PROMPT
Render the records below as a numbered list of their lines, omitting any blank lines. Leave the pictures out of the answer.
* start *
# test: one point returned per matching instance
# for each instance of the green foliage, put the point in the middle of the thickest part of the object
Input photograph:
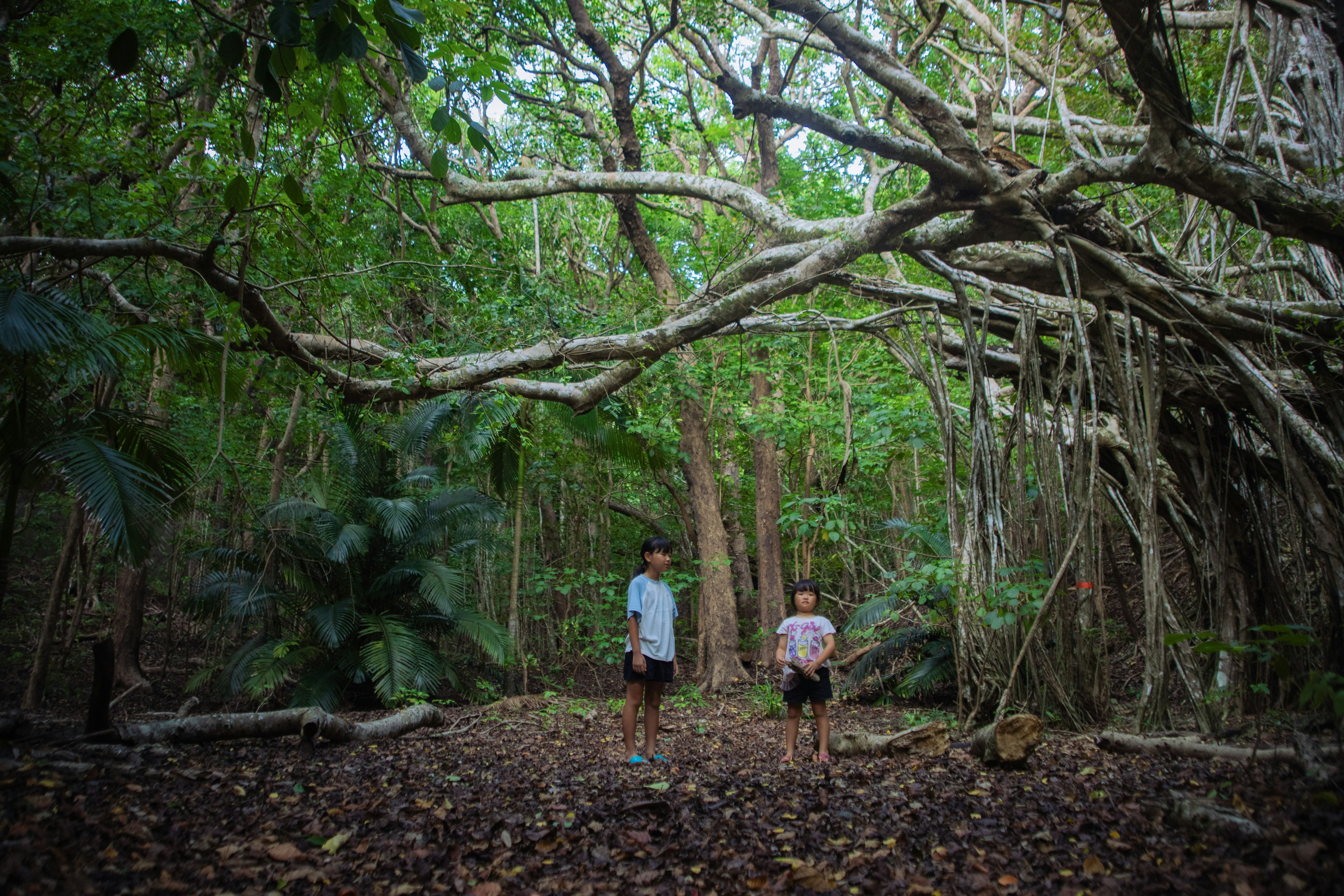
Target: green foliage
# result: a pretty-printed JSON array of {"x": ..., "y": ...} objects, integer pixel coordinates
[
  {"x": 766, "y": 700},
  {"x": 358, "y": 573}
]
* end *
ANSWER FOR THE TASK
1. # test: one point returned per matching instance
2. # for each instance of the green foliage, put the point in the middle of the thickest part of the object
3. Input photograph:
4. Target: green foliage
5. # result: a pretty-printed JSON array of {"x": ..., "y": ...} objects, integer pixel coordinates
6. [
7.   {"x": 766, "y": 700},
8.   {"x": 358, "y": 573}
9. ]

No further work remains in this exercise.